- **Problem to solve**:
Find every line in the rows below that contains the string "covered", and copy each such line in full.

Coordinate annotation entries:

↓

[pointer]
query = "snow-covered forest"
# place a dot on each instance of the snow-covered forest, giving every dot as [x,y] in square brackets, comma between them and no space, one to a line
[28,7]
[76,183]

↑

- **Solution to the problem**:
query = "snow-covered forest"
# place a dot on each instance of the snow-covered forest, giving every dot as [x,y] in square brackets, comma between them and no space, one to a line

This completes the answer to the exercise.